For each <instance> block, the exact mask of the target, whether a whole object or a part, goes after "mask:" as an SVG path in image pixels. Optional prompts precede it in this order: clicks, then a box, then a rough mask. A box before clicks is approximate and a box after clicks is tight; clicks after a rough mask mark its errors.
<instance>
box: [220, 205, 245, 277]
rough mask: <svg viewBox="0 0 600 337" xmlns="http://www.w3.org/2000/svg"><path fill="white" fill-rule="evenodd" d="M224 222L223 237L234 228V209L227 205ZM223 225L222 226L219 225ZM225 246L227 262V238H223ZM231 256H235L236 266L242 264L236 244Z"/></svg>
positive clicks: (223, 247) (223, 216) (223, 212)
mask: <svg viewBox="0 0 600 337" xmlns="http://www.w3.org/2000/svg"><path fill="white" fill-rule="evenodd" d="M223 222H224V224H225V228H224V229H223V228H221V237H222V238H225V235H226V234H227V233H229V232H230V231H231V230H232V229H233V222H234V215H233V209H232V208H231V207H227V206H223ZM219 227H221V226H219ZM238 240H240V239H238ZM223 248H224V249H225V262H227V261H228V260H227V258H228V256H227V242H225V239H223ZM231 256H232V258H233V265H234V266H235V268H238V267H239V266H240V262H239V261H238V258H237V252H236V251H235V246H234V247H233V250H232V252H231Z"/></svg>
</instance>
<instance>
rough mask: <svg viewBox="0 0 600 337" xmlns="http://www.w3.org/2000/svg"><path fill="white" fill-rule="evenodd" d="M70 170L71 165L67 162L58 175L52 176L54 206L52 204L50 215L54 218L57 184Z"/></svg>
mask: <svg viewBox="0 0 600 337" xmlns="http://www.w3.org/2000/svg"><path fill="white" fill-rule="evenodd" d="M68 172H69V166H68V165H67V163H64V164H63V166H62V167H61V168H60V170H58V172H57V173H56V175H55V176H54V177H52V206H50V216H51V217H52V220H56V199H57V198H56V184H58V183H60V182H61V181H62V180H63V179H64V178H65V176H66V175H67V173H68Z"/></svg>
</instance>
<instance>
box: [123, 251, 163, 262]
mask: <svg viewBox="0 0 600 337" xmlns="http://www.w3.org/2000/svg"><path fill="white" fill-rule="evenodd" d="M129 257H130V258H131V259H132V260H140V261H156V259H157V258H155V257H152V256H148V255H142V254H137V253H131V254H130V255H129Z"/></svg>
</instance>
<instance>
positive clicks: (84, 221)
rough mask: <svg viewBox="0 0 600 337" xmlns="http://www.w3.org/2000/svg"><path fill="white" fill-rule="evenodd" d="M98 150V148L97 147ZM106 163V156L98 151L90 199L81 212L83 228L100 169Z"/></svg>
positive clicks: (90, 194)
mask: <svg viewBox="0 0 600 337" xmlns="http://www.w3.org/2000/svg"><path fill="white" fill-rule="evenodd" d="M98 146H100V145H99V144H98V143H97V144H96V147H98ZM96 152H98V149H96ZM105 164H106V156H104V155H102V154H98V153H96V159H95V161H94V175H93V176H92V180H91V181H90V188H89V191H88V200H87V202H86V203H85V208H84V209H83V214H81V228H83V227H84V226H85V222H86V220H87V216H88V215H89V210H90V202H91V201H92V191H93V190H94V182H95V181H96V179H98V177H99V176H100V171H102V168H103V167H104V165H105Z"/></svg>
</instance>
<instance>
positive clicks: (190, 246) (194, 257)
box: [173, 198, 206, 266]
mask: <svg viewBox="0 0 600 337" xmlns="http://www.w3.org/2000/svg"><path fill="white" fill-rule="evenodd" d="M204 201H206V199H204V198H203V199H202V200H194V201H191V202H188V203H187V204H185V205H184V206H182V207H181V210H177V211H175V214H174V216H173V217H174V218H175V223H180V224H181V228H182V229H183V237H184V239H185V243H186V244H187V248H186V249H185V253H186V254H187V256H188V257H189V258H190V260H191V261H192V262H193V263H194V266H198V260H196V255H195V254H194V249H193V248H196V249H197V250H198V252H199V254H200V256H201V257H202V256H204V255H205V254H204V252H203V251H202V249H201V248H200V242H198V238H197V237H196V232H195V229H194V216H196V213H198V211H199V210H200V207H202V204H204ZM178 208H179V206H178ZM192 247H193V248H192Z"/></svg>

.....

Activity: Would you return the whole listing exactly as written?

Solution:
For each <instance> block, the exact mask of the target, whether a whole object or a part, goes after "mask:" as an SVG path in image pixels. Optional prompts precede it in this order: clicks, then a box, then a rough mask. A box before clicks is approximate and a box after clicks is tight; clicks after a rough mask mark its errors.
<instance>
box: [220, 205, 245, 277]
rough mask: <svg viewBox="0 0 600 337" xmlns="http://www.w3.org/2000/svg"><path fill="white" fill-rule="evenodd" d="M224 222L223 237L234 228V209L227 205ZM223 225L222 226L219 225ZM225 246L227 262V238H223ZM231 256H235L236 266L242 264L236 244Z"/></svg>
positive clicks: (223, 247) (223, 216) (223, 212)
mask: <svg viewBox="0 0 600 337" xmlns="http://www.w3.org/2000/svg"><path fill="white" fill-rule="evenodd" d="M223 222H224V224H225V228H224V229H223V228H221V237H222V238H225V235H226V234H227V233H229V232H230V231H231V230H232V229H233V222H234V215H233V209H232V208H231V207H227V206H223ZM219 227H221V226H219ZM238 240H240V239H238ZM223 248H224V249H225V262H227V261H228V260H227V258H228V256H227V242H225V239H223ZM231 256H232V258H233V265H234V266H235V268H238V267H239V266H240V262H239V261H238V258H237V252H236V251H235V246H234V247H233V250H232V252H231Z"/></svg>
</instance>
<instance>
rough mask: <svg viewBox="0 0 600 337" xmlns="http://www.w3.org/2000/svg"><path fill="white" fill-rule="evenodd" d="M70 170L71 165L67 162L58 175L52 176L54 206L52 204L50 215L54 218L57 184Z"/></svg>
mask: <svg viewBox="0 0 600 337" xmlns="http://www.w3.org/2000/svg"><path fill="white" fill-rule="evenodd" d="M68 172H69V166H68V165H67V163H64V164H63V166H62V167H61V168H60V170H58V172H57V173H56V175H55V176H54V177H52V206H50V216H51V217H52V220H56V199H57V198H56V184H58V183H60V182H61V181H62V180H63V179H64V178H65V176H66V175H67V173H68Z"/></svg>
</instance>
<instance>
box: [123, 251, 163, 262]
mask: <svg viewBox="0 0 600 337" xmlns="http://www.w3.org/2000/svg"><path fill="white" fill-rule="evenodd" d="M129 257H130V258H131V259H132V260H140V261H156V259H157V258H155V257H152V256H148V255H142V254H137V253H131V254H130V255H129Z"/></svg>
</instance>
<instance>
positive clicks: (84, 221)
rough mask: <svg viewBox="0 0 600 337" xmlns="http://www.w3.org/2000/svg"><path fill="white" fill-rule="evenodd" d="M98 150V148L97 147ZM106 163V156L98 151L90 199L81 212L83 228L100 169Z"/></svg>
positive clicks: (90, 194)
mask: <svg viewBox="0 0 600 337" xmlns="http://www.w3.org/2000/svg"><path fill="white" fill-rule="evenodd" d="M98 146H100V145H99V144H98V143H97V144H96V147H98ZM96 152H98V149H96ZM105 164H106V156H104V155H102V154H98V153H96V159H95V161H94V175H93V176H92V180H91V181H90V188H89V191H88V200H87V202H86V203H85V208H84V209H83V214H81V228H83V227H84V226H85V222H86V220H87V216H88V215H89V210H90V202H91V201H92V191H93V190H94V182H95V181H96V179H98V177H99V176H100V171H102V168H103V167H104V165H105Z"/></svg>
</instance>
<instance>
positive clicks: (190, 246) (194, 257)
box: [173, 198, 206, 266]
mask: <svg viewBox="0 0 600 337" xmlns="http://www.w3.org/2000/svg"><path fill="white" fill-rule="evenodd" d="M204 201H206V199H204V198H203V199H202V200H194V201H191V202H188V203H187V204H185V205H184V206H182V207H181V210H177V211H175V214H174V216H173V217H174V218H175V223H180V224H181V228H182V229H183V237H184V239H185V243H186V244H187V248H186V249H185V253H186V254H187V256H188V257H189V258H190V260H191V261H192V262H193V263H194V266H198V260H196V255H195V254H194V249H193V248H196V249H197V250H198V252H199V254H200V256H201V257H202V256H204V255H205V254H204V252H203V251H202V249H201V248H200V242H198V238H197V237H196V232H195V229H194V216H196V213H198V211H199V210H200V207H202V204H204ZM178 208H179V206H178ZM192 247H193V248H192Z"/></svg>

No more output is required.